- 作業の指示
原文で取り上げられている第11話のタイトルは何ですか。

··· 原文 ···

執着。
何か一つのものを好きになってしまうと、それに依存し続けてしまう人間の本能とも言える、人間の非常に難しい部分です。
それは良い方向に繋がることもあれば悪い方向に繋がることも。
ということで今回は、大筋のストーリーが大きく進展しつつ、一人の女の子の心情描写をとことん丁寧に描いた、2020年を代表する30分、
第11話「みんなの夢、私の夢」について語っていきたいと思います。
『ラブライブ!虹ヶ咲学園スクールアイドル同好会』とは
TVアニメ「ラブライブ!虹ヶ咲学園スクールアイドル同好会」PV ロングVer.
あらすじ
東京・お台場にある、自由な校風と専攻の多様さで人気の高校「虹ヶ咲学園」。
スクールアイドルの魅力にときめいた普通科2年の高咲侑は、
幼馴染の上原歩夢とともに「スクールアイドル同好会」の門を叩く。時にライバルとして、時に仲間として、
それぞれの想いを胸に日々活動するメンバーたち。「夢を追いかけている人を応援できたら……。」
9人と1人の少女たちが紡ぐ、初めての「みんなで叶える物語スクールアイドルプロジェクト」。
届け!ときめき――。
いままた夢を、追いかけていこう!
スタッフ
原作:矢立肇
原案:公野櫻子『シスター・プリンセス』『Strawberry Panic!』

··· データ一覧 ···

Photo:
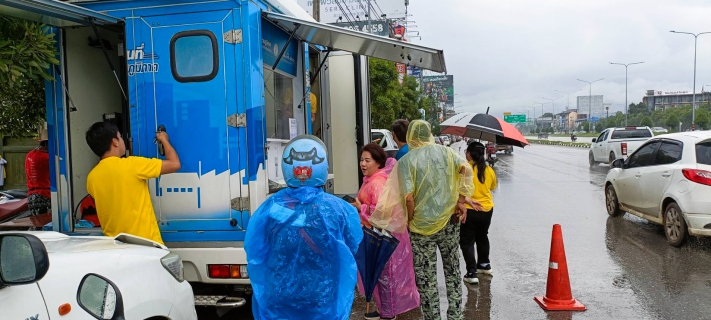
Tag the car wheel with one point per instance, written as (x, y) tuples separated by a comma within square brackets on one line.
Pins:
[(591, 159), (611, 201), (674, 225)]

···

- 解答
「みんなの夢、私の夢」です。